RECORDS FOR THIS TASK start
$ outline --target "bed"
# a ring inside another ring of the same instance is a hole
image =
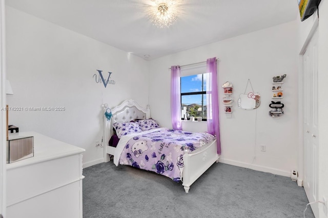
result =
[[[104,112],[106,110],[104,107]],[[181,181],[187,193],[207,169],[218,162],[216,140],[211,134],[156,126],[158,124],[151,118],[149,107],[141,107],[133,100],[124,101],[111,111],[111,119],[105,119],[104,123],[105,162],[113,156],[116,165],[130,165]],[[113,141],[115,134],[120,138],[117,147],[109,146],[108,142]]]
RECORDS FOR THIS TASK end
- _GIVEN EXERCISE_
Copy the records above line for line, leaving out the pictures.

- _CORRECT ANSWER_
$ outline --target "bed"
# a ring inside another ring of the same instance is a hole
image =
result =
[[[104,112],[106,110],[104,107]],[[181,181],[187,193],[207,169],[218,162],[216,140],[211,134],[156,126],[158,124],[151,118],[149,107],[141,107],[133,100],[124,101],[111,111],[111,119],[105,119],[104,123],[105,162],[113,156],[116,165],[130,165]],[[113,141],[115,134],[120,138],[117,147],[109,146],[108,142]]]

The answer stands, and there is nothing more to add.